**Page:**
%%
It is a statutory fundamental that following a finding that a patent (or other intellectual property) right is both valid and infringed, the successful patentee is entitled to financial compensation in the form of damages or an account of profits, but not both.  (Damages are a measure of the loss suffered by the patentee as a result of the infringements; an account is a measure of the profits made by the infringer as a result of the infringements.) 

The usual procedure is that: first, the infringer provides a limited amount of financial data but sufficient to enable the patentee to make a reasonable estimate of both damages and an account (so-called Island Records v Tring disclosure); second, the patentee then elects between damages and an account; and third there then is a trial on the issue during which the infringer likely will have to produce considerably more financial detail.
%%
**Given exercise a:** Quote the saved data entries word for word, from their start through the line that contains "Target: leaf". Leave the picture out of your answer.

(Saved data entries)
%%
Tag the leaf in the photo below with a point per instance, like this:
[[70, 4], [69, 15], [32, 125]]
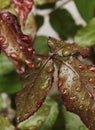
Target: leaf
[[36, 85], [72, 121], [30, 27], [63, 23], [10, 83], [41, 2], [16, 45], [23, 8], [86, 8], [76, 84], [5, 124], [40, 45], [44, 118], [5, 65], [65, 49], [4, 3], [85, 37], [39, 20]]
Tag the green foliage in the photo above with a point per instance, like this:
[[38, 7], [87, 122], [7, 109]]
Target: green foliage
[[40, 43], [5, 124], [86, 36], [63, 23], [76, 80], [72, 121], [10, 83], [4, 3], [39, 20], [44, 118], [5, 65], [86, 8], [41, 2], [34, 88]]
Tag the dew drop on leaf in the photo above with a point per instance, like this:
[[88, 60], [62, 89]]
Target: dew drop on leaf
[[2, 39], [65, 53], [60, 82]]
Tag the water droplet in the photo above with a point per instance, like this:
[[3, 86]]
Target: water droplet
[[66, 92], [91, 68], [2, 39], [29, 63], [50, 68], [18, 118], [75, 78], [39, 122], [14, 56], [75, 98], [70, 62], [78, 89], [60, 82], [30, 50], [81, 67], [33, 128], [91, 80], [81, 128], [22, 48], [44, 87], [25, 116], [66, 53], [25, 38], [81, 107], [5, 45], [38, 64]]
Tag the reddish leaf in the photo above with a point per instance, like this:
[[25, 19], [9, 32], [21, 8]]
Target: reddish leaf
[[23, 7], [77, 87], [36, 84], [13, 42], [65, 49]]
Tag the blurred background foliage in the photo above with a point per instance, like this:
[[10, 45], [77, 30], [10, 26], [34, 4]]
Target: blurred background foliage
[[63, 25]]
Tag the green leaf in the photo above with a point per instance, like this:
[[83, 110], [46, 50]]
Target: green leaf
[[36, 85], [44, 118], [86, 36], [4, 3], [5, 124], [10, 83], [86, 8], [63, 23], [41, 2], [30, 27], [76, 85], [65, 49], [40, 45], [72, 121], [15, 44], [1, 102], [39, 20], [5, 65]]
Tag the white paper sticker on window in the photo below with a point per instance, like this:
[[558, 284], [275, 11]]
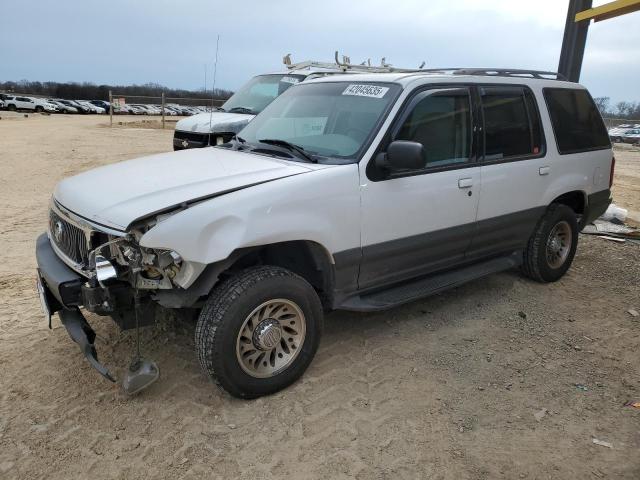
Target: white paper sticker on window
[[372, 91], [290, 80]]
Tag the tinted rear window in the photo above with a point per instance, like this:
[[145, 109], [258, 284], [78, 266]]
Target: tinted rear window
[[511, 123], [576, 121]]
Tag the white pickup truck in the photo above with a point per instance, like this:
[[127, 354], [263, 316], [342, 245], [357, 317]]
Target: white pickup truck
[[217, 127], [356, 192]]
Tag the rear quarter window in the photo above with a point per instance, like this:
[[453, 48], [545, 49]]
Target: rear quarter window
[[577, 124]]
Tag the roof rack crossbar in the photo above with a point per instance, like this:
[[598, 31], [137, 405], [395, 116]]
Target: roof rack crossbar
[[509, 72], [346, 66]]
%%
**Given exercise b:**
Answer these questions about the text on patent remedies, one per line:
(i) What do damages measure?
(ii) What name is given to the limited financial disclosure the infringer first provides?
(iii) What does the patentee do in the second step of the usual procedure?

**Worked solution a:**
Tag the leaf in the photo below with a point per instance, like this:
[[70, 4], [69, 15], [32, 125]]
Target: leaf

**Worked solution b:**
(i) The loss suffered by the patentee as a result of the infringements.
(ii) Island Records v Tring disclosure.
(iii) The patentee elects between damages and an account.